— BEGIN Records —

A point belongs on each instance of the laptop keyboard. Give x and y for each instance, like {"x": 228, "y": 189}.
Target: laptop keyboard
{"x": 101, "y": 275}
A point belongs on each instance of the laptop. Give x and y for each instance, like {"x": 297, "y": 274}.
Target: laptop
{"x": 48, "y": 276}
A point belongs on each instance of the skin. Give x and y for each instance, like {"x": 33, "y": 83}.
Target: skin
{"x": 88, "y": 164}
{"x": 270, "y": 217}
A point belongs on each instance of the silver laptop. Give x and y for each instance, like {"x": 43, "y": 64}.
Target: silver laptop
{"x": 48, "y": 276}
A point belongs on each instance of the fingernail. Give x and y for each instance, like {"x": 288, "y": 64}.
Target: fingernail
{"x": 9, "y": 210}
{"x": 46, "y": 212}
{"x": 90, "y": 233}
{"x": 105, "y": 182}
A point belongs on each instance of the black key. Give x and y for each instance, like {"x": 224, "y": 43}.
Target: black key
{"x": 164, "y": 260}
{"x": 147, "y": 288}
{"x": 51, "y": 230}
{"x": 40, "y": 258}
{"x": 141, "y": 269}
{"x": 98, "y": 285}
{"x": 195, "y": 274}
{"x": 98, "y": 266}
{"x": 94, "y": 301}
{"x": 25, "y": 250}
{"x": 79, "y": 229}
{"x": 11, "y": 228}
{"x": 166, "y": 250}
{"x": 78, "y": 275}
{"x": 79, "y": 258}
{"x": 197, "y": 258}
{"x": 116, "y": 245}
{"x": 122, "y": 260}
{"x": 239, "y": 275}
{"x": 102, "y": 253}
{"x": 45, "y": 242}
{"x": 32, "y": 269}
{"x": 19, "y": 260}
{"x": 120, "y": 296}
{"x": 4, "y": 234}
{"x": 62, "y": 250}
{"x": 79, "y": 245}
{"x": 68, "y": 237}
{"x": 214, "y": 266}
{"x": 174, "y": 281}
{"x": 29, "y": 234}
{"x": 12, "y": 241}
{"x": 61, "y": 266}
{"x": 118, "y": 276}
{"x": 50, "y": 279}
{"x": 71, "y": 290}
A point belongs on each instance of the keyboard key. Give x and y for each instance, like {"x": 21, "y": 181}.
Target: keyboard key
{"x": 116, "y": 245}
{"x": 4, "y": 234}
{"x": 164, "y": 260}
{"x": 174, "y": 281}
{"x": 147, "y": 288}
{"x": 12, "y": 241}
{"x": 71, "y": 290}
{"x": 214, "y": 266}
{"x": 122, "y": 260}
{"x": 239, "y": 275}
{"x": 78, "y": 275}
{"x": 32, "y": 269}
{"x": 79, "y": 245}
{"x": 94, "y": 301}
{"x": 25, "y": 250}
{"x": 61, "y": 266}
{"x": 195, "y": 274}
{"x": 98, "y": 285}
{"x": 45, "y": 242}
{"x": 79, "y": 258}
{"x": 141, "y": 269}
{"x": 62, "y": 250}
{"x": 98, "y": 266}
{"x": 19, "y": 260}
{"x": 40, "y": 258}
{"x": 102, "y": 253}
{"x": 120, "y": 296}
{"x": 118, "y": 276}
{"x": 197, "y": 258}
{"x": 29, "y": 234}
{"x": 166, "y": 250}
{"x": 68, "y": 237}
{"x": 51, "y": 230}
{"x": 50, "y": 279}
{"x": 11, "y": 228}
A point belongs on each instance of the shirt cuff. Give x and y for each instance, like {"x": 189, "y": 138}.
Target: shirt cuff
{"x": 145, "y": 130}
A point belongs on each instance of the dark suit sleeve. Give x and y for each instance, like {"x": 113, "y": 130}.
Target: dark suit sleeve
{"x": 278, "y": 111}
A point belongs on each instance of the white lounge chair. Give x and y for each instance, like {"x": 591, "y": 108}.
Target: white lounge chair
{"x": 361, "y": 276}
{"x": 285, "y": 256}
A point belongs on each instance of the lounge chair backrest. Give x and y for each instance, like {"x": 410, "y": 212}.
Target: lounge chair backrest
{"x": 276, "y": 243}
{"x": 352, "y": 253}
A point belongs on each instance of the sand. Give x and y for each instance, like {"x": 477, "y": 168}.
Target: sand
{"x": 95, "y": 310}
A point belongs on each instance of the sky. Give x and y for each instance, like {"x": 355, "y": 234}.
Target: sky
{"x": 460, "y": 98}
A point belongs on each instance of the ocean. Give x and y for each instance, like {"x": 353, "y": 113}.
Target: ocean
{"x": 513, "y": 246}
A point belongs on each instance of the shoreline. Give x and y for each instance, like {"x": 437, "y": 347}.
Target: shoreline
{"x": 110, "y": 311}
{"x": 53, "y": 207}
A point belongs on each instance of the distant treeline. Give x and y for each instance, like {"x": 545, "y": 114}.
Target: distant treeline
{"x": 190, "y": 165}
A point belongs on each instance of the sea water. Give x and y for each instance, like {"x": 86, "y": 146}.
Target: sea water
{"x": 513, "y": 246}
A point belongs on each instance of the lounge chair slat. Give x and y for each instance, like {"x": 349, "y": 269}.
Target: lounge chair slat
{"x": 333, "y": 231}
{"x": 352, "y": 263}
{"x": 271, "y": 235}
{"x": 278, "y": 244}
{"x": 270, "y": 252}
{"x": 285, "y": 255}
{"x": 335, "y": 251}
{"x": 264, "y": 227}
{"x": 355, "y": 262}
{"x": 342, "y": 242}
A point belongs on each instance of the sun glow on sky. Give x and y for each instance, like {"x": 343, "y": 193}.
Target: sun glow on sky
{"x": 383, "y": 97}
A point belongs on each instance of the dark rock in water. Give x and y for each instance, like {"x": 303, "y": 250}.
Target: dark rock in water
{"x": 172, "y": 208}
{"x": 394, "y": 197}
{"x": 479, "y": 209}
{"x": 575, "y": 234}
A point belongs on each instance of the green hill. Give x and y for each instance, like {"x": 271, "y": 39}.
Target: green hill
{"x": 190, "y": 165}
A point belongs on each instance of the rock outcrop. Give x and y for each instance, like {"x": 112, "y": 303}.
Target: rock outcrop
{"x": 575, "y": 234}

— END Records —
— BEGIN Records —

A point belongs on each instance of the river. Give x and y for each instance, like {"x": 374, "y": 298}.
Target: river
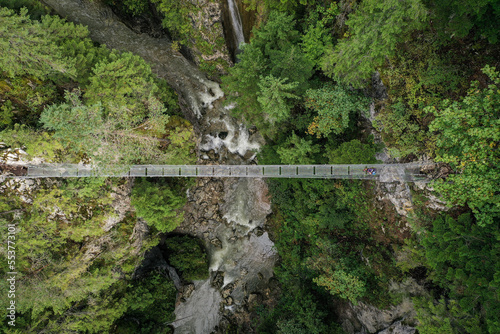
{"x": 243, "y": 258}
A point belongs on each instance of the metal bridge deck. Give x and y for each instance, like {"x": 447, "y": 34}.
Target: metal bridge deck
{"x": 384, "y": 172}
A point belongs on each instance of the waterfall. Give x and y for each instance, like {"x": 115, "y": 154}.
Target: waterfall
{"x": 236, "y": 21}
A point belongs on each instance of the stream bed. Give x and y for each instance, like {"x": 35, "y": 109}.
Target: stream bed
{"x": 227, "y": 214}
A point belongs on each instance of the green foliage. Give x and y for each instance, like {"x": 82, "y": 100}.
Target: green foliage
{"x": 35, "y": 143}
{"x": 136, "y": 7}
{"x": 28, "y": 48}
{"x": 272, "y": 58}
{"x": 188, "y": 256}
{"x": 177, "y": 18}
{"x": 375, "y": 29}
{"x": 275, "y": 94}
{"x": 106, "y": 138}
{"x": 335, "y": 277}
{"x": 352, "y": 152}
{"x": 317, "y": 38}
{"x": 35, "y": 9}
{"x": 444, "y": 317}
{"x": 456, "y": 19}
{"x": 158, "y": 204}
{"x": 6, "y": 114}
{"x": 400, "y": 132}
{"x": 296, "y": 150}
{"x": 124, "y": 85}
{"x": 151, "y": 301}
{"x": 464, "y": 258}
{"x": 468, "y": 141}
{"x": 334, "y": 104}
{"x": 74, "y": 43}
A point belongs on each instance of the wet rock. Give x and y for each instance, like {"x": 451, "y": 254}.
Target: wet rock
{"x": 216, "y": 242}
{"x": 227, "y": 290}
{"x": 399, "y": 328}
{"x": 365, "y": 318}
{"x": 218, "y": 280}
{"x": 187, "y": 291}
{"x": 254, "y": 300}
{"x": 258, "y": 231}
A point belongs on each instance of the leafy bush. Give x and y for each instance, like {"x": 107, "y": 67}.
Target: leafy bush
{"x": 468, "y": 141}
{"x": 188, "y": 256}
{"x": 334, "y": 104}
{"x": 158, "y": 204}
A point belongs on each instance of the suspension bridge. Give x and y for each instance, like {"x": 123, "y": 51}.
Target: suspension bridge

— END Records —
— BEGIN Records —

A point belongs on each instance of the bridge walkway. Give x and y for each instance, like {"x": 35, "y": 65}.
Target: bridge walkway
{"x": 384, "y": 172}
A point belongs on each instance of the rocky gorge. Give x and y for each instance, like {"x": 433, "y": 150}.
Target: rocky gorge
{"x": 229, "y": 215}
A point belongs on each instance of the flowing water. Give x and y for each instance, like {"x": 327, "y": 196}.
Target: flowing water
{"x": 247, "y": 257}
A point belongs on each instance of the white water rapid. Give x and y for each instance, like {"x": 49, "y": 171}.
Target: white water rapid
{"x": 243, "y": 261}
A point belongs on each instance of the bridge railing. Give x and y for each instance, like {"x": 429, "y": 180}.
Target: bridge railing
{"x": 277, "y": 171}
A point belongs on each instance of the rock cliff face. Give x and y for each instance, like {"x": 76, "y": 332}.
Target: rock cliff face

— END Records —

* _Given task_: Can you output the items starting at the line containing "A point belongs on each instance of the river." and ending at the line containing "Target: suspension bridge", both included, without the pictures?

* _Full answer_:
A point belongs on each instance of the river. Give x and y for each instance, like {"x": 374, "y": 298}.
Target: river
{"x": 243, "y": 258}
A point belongs on each instance of the metal bridge deck. Give x and y for each instance, like {"x": 447, "y": 34}.
Target: metal bridge deck
{"x": 384, "y": 172}
A point belongs on each instance of the waterfall. Give x and y for each instance, like {"x": 115, "y": 154}.
Target: waterfall
{"x": 236, "y": 21}
A point belongs on each instance of the stream bed. Give x and y for each instance, like {"x": 35, "y": 109}.
Target: stream bed
{"x": 227, "y": 214}
A point belongs on each instance of the green foliage. Give x and y for each instance, like {"x": 82, "y": 100}.
Target: green foliage
{"x": 35, "y": 143}
{"x": 136, "y": 7}
{"x": 28, "y": 48}
{"x": 272, "y": 58}
{"x": 188, "y": 256}
{"x": 177, "y": 18}
{"x": 375, "y": 29}
{"x": 275, "y": 94}
{"x": 106, "y": 138}
{"x": 335, "y": 277}
{"x": 352, "y": 152}
{"x": 317, "y": 38}
{"x": 35, "y": 9}
{"x": 444, "y": 317}
{"x": 456, "y": 19}
{"x": 158, "y": 204}
{"x": 6, "y": 114}
{"x": 400, "y": 132}
{"x": 296, "y": 150}
{"x": 124, "y": 85}
{"x": 151, "y": 301}
{"x": 464, "y": 258}
{"x": 468, "y": 141}
{"x": 334, "y": 104}
{"x": 74, "y": 43}
A point belongs on each instance of the wet rock. Give x and y for each instance, like {"x": 451, "y": 254}.
Target: wet rock
{"x": 216, "y": 242}
{"x": 227, "y": 290}
{"x": 399, "y": 328}
{"x": 365, "y": 318}
{"x": 218, "y": 280}
{"x": 187, "y": 291}
{"x": 254, "y": 300}
{"x": 258, "y": 231}
A point belongs on each instance of the leafy bush. Give x and y for each instance, like {"x": 107, "y": 67}.
Target: leafy bush
{"x": 468, "y": 141}
{"x": 188, "y": 256}
{"x": 334, "y": 104}
{"x": 158, "y": 204}
A point belongs on each instance of the suspension bridge. Give x and y for each instance, like {"x": 123, "y": 51}.
Target: suspension bridge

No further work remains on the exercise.